▸ Exercise data:
╭──

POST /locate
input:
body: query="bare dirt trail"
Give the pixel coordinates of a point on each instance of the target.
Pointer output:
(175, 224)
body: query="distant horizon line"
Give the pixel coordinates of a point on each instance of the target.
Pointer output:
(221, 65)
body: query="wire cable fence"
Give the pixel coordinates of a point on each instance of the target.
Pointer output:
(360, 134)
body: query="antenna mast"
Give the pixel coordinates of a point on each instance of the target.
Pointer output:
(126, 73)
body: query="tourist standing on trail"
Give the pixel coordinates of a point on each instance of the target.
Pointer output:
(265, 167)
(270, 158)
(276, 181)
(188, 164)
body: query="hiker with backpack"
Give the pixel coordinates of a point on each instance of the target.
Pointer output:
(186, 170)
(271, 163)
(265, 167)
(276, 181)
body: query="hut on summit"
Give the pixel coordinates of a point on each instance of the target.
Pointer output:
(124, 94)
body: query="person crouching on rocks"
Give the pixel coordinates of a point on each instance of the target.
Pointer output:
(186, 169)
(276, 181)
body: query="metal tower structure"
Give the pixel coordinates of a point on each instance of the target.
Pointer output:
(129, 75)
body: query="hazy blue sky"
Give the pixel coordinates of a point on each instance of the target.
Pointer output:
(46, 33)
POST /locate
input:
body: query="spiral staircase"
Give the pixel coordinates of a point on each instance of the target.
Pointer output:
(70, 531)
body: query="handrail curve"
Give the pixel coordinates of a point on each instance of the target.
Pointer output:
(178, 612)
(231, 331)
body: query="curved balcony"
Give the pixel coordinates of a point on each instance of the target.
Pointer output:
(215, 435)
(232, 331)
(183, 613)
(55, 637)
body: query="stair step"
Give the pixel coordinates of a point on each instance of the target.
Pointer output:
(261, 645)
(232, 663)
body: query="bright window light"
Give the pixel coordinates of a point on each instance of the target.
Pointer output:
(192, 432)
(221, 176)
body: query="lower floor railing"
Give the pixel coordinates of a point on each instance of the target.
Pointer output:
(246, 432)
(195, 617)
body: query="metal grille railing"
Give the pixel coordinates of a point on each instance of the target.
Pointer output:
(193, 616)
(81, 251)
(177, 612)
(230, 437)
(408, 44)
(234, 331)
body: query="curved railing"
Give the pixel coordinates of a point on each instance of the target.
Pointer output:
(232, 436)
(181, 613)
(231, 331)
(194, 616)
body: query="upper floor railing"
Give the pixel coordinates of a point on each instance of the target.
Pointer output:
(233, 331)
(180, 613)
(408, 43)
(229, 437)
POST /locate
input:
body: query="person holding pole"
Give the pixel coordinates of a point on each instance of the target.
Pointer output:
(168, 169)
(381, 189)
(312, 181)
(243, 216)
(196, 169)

╰──

Copy every line of the records above that holds the word "metal".

body: query="metal tower structure"
body: query="metal grille railing"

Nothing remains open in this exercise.